Apenas adianto aqui algumas observações, derivadas de meus estudos para o artigo "Porto Alegre cidade radiocêntrica (2)"[2a], de maio de 2o2o, acompanhadas de esclarecedoras citações da obra de Queiroz Ribeiro.
 
Não penso que a suburbanização em geral possa ser dita “política urbana”[3], tampouco que a suburbanização retratada na obra de Lima Barreto seja “resultado da estratégia de afastamento da classe proletária do centro urbano”[4], como foi o caso, por exemplo, da transferência de favelados da Zona Sul do Rio de Janeiro para conjuntos habitacionais periféricos nas décadas de 1960 e 1970.

Como nas demais capitais provinciais do Império brasileiro, a suburbanização do Rio de Janeiro tem início nas décadas de 1880-90 com o surgimento do mercado de terras periféricas à capital, e suas companhias loteadoras, ainda à margem de políticas e regulamentos urbanísticos e sujeitas somente às leis do próprio mercado.
☆ ☆ ☆ ☆
→ Desafio 1
Com base no texto sobre a suburbanização, explique como começou a suburbanização do Rio de Janeiro e a que ela estava sujeita nesse início.
→ Desafio 2
Copie do texto sobre a suburbanização o trecho que começa com as palavras contendo "Não penso que" e termina com "do próprio mercado.".

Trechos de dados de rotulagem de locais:
☆ ☆ ☆ ☆
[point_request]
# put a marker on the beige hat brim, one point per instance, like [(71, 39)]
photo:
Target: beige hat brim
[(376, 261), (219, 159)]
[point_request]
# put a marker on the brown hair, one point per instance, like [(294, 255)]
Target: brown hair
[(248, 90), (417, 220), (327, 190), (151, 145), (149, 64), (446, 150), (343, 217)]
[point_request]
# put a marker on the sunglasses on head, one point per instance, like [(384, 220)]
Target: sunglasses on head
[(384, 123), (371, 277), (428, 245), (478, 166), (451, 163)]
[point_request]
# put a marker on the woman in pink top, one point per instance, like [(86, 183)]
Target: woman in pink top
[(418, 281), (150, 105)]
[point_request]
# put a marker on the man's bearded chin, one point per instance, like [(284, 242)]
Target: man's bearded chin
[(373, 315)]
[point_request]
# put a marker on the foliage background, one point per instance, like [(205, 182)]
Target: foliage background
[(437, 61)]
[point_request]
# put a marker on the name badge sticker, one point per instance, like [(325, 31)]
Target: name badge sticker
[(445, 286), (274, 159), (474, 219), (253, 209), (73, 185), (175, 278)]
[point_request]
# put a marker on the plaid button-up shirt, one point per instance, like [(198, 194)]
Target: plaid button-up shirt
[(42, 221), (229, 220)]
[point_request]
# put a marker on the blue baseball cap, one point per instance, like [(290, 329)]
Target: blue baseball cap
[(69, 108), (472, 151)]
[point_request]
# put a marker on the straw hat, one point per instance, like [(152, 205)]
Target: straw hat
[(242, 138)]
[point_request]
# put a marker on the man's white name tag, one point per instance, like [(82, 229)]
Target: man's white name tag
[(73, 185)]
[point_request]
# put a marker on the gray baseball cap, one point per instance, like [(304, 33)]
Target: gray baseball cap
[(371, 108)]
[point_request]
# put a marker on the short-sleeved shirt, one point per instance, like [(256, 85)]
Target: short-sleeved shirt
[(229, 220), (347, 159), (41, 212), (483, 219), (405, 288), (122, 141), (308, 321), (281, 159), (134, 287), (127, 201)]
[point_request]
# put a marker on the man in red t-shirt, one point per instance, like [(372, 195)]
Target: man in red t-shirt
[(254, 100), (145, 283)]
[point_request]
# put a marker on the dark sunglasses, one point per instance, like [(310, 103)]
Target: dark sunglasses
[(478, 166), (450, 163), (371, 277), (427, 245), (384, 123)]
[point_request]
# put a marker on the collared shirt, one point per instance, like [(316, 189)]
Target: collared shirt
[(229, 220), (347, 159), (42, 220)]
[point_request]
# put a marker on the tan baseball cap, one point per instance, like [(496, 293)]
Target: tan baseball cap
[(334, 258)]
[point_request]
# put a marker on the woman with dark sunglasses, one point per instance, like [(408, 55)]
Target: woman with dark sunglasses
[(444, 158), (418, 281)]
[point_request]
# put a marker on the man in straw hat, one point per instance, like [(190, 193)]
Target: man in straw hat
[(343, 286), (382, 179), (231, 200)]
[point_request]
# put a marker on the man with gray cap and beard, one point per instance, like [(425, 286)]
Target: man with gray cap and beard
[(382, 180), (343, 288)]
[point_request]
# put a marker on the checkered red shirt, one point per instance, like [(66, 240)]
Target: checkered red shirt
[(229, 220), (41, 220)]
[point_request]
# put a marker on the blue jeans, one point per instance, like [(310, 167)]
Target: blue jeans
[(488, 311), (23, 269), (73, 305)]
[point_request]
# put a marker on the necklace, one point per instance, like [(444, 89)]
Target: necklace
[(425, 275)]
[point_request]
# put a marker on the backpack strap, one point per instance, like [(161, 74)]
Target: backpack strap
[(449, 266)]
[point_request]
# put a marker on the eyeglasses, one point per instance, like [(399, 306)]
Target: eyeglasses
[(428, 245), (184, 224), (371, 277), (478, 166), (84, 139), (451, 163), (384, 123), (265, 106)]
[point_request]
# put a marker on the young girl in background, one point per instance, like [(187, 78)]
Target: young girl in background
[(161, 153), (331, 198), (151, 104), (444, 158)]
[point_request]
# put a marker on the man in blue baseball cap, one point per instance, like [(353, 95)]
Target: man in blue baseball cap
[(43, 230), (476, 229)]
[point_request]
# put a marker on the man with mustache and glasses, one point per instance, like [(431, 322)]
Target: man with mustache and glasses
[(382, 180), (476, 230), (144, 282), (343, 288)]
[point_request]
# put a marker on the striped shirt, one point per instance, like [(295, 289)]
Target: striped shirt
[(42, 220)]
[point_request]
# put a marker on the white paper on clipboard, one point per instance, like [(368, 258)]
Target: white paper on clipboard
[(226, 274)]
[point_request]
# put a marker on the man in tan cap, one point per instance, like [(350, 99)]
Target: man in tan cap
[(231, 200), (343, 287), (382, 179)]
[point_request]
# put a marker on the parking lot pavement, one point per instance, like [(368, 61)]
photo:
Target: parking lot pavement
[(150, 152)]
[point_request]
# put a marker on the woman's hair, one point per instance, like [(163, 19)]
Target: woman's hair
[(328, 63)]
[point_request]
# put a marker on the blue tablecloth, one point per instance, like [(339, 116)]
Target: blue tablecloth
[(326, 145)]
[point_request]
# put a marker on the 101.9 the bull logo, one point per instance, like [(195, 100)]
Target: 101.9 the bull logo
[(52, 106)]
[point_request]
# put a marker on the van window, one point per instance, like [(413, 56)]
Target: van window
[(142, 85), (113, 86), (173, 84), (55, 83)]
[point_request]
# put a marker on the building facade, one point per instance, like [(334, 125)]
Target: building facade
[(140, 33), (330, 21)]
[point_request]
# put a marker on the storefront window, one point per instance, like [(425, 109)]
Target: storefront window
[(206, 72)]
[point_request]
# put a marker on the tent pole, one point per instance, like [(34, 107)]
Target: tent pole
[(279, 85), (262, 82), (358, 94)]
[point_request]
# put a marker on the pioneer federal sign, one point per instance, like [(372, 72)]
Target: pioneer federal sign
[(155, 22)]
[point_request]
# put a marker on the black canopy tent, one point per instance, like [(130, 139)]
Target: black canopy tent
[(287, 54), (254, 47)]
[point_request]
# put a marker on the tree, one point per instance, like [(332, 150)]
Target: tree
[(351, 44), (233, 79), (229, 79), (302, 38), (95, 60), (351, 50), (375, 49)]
☆ ☆ ☆ ☆
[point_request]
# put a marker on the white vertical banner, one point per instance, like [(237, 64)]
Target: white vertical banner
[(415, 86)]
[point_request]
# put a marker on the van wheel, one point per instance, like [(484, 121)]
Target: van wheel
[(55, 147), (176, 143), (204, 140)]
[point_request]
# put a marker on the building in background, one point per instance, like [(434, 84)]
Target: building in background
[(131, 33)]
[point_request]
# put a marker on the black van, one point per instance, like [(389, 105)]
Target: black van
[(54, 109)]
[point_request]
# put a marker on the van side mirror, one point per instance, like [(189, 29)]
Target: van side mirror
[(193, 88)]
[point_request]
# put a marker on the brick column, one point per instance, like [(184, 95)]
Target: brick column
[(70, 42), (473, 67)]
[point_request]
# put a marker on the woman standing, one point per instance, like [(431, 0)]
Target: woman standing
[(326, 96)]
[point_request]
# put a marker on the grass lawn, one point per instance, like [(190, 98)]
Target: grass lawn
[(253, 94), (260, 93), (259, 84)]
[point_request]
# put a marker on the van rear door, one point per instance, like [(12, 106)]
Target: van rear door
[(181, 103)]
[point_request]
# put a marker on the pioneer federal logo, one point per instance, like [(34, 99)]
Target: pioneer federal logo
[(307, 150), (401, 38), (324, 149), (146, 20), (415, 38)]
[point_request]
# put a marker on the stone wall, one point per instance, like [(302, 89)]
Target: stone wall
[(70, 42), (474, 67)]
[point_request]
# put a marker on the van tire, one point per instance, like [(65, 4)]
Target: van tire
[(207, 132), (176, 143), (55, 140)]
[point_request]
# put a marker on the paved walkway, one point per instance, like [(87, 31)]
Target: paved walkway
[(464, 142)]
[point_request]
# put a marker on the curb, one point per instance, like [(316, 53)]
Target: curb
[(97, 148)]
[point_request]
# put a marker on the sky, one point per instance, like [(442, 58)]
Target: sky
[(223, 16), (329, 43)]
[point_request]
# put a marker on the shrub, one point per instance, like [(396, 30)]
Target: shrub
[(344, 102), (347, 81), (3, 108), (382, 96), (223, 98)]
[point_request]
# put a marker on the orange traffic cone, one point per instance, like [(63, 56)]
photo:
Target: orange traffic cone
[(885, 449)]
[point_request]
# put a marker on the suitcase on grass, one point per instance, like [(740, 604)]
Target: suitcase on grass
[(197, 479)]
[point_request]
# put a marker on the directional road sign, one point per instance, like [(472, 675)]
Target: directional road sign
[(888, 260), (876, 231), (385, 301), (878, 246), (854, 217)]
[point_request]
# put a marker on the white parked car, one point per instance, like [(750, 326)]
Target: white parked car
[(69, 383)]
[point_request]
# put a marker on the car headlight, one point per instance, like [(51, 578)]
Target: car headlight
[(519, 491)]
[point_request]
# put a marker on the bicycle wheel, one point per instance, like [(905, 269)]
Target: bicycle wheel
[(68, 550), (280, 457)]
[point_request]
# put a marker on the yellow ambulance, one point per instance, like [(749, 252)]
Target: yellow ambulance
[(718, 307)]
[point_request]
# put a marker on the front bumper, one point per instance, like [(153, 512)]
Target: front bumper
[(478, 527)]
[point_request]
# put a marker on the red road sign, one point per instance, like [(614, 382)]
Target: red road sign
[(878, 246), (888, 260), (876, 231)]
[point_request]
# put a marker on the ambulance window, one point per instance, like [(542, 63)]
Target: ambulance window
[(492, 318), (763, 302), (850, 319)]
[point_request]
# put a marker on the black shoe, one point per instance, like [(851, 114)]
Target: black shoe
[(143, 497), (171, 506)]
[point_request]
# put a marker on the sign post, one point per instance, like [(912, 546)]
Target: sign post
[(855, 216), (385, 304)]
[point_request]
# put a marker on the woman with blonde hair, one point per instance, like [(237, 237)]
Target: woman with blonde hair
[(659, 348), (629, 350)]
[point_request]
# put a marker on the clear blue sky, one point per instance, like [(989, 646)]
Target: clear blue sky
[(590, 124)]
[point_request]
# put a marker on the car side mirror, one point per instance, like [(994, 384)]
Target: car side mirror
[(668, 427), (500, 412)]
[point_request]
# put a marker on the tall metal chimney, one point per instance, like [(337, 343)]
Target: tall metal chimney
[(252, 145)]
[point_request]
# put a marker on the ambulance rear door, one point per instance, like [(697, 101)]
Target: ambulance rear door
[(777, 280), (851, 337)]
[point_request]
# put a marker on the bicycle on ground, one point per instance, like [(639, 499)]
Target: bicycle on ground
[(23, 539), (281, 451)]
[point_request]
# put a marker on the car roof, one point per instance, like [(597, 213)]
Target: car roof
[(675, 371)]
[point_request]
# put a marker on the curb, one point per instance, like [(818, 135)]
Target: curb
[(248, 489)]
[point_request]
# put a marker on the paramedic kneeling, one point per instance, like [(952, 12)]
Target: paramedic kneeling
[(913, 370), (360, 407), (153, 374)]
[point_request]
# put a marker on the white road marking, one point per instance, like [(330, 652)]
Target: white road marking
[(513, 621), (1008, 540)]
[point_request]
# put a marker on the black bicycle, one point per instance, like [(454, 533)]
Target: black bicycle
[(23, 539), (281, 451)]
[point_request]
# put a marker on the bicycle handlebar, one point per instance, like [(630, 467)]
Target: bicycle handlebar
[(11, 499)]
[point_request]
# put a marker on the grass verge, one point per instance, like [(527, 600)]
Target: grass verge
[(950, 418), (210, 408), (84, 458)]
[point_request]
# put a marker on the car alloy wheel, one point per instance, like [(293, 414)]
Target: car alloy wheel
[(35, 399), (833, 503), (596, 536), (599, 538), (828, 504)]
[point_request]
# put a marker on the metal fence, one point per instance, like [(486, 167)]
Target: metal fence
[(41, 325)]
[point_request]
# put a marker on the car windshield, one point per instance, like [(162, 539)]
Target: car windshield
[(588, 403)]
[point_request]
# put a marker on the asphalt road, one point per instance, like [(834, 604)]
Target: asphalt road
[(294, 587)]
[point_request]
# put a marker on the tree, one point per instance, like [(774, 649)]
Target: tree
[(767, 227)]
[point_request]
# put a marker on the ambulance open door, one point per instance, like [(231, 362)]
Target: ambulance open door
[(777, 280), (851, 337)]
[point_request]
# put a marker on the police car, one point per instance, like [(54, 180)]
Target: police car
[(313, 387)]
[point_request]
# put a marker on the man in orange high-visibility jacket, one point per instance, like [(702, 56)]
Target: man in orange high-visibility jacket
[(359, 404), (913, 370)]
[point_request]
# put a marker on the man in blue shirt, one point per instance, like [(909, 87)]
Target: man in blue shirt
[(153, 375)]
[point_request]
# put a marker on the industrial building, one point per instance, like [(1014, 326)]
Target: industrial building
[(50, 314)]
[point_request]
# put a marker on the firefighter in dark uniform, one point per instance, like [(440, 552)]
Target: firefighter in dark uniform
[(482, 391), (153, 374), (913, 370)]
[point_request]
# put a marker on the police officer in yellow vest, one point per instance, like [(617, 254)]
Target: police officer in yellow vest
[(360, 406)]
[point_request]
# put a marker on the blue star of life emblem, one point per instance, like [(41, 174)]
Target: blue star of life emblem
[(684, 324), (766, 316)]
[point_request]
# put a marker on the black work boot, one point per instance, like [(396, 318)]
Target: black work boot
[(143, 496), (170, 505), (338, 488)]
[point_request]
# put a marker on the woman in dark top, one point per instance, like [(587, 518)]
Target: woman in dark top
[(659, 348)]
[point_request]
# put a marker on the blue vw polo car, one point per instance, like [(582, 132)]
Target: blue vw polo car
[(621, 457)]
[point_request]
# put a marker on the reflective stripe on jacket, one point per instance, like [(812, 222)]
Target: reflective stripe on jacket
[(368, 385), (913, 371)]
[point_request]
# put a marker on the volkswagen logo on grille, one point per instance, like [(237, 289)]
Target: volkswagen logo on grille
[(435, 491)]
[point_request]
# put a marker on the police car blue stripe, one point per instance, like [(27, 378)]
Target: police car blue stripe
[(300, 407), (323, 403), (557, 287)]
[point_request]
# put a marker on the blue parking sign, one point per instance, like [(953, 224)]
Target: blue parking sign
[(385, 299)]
☆ ☆ ☆ ☆
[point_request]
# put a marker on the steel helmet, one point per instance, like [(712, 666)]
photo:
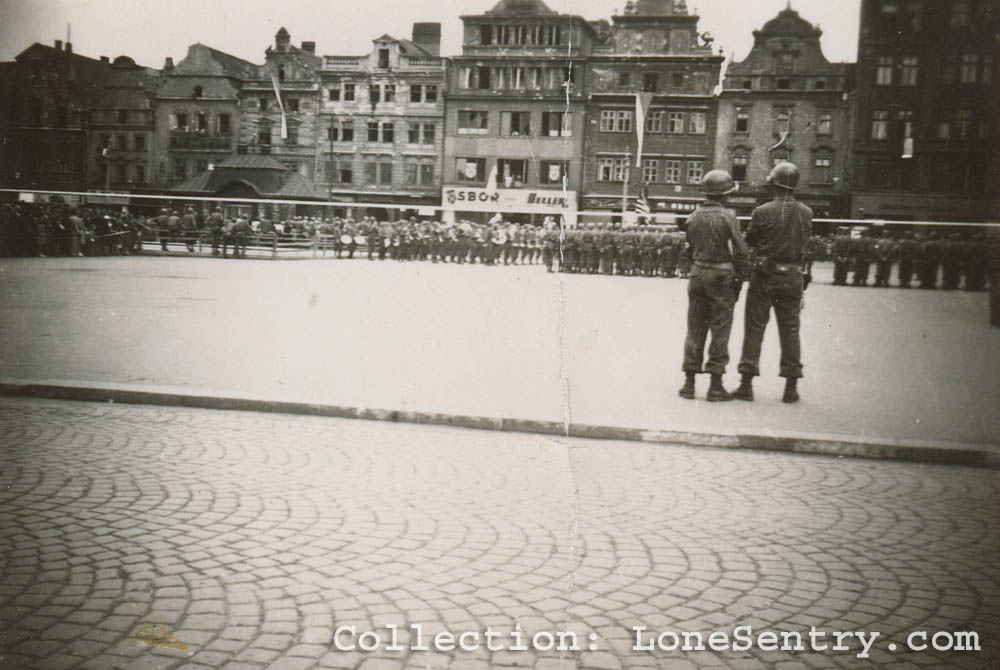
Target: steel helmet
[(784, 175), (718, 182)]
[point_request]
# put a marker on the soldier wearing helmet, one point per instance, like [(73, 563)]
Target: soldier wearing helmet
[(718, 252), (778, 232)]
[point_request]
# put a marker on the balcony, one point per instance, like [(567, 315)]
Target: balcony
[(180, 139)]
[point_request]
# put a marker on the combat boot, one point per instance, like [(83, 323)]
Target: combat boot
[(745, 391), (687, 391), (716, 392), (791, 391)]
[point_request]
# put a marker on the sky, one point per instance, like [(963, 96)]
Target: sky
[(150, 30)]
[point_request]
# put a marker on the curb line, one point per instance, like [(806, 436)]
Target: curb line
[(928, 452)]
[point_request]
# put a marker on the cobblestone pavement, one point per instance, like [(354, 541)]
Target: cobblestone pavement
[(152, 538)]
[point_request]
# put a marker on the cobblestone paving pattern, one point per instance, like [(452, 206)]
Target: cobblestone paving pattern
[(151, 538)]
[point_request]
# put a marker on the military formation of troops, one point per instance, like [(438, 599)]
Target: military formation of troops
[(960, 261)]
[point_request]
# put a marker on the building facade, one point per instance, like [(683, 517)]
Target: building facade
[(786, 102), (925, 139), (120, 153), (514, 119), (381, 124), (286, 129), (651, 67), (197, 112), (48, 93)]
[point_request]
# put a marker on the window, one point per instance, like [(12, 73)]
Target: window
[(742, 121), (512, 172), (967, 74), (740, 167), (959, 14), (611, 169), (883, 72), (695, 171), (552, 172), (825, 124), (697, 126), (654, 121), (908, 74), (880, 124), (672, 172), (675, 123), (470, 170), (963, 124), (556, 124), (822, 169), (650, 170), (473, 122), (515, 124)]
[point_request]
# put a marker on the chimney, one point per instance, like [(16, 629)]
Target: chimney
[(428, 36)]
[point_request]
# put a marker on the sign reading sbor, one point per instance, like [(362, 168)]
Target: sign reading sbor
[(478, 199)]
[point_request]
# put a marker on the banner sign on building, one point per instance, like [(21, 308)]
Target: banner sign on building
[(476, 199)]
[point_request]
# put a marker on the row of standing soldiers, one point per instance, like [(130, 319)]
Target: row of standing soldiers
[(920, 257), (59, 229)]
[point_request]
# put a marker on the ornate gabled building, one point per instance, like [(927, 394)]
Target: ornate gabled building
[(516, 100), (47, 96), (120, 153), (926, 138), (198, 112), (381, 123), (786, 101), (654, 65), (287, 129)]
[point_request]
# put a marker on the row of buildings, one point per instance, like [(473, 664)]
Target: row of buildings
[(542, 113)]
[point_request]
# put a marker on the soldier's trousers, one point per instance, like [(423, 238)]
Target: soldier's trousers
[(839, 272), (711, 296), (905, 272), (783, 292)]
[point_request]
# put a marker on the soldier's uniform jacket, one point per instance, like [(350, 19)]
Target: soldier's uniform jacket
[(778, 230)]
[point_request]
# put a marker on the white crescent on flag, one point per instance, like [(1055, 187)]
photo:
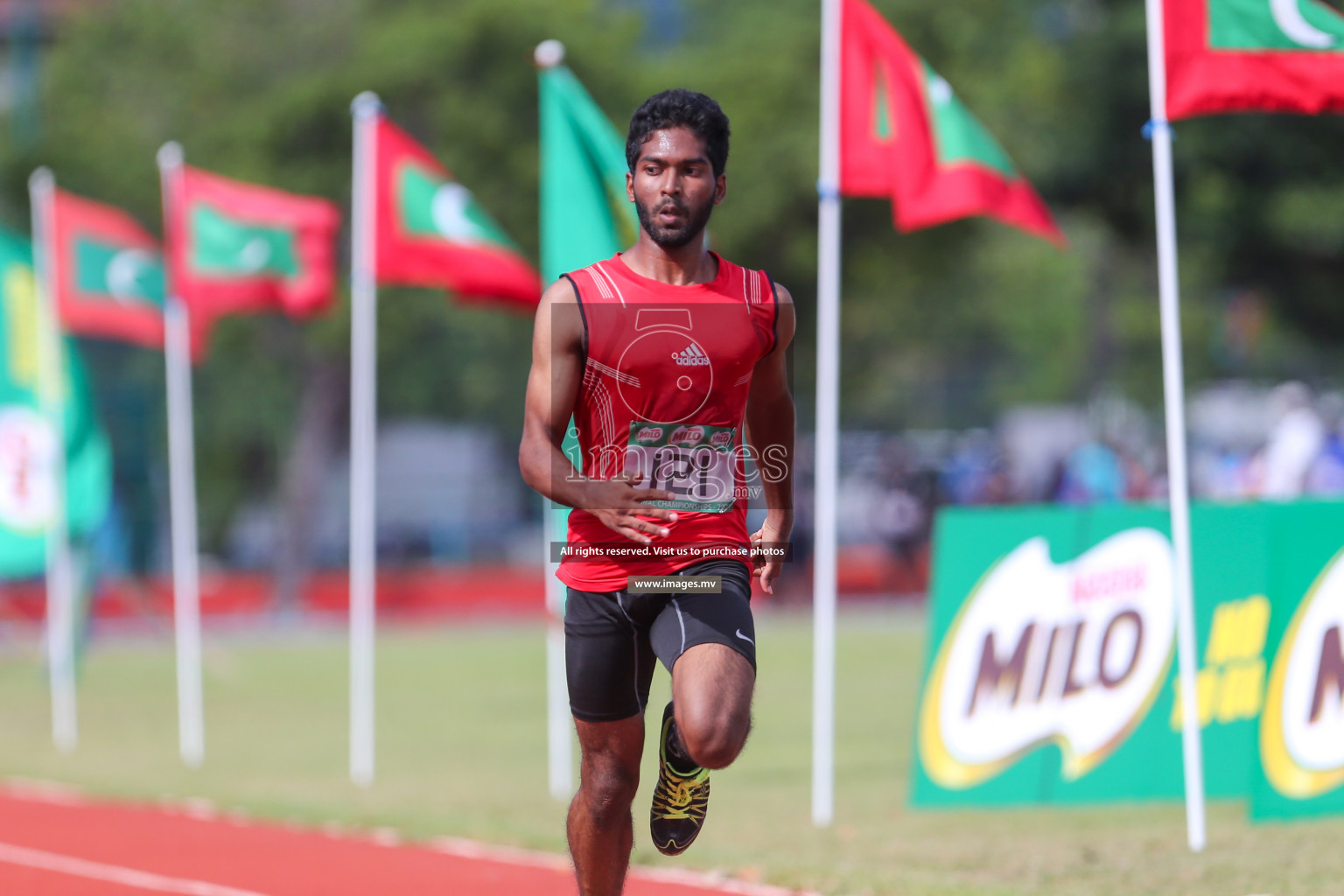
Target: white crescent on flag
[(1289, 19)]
☆ ☆ ☆ ☆
→ Resultado da tarefa 1
A suburbanização do Rio de Janeiro começou nas décadas de 1880-90, como nas demais capitais provinciais do Império brasileiro. Ela surgiu com o mercado de terras periféricas à capital e suas companhias loteadoras. Nesse início, estava à margem de políticas e regulamentos urbanísticos e sujeita somente às leis do próprio mercado.

→ Resultado da tarefa 2
Não penso que a suburbanização em geral possa ser dita “política urbana”[3], tampouco que a suburbanização retratada na obra de Lima Barreto seja “resultado da estratégia de afastamento da classe proletária do centro urbano”[4], como foi o caso, por exemplo, da transferência de favelados da Zona Sul do Rio de Janeiro para conjuntos habitacionais periféricos nas décadas de 1960 e 1970.

Como nas demais capitais provinciais do Império brasileiro, a suburbanização do Rio de Janeiro tem início nas décadas de 1880-90 com o surgimento do mercado de terras periféricas à capital, e suas companhias loteadoras, ainda à margem de políticas e regulamentos urbanísticos e sujeitas somente às leis do próprio mercado.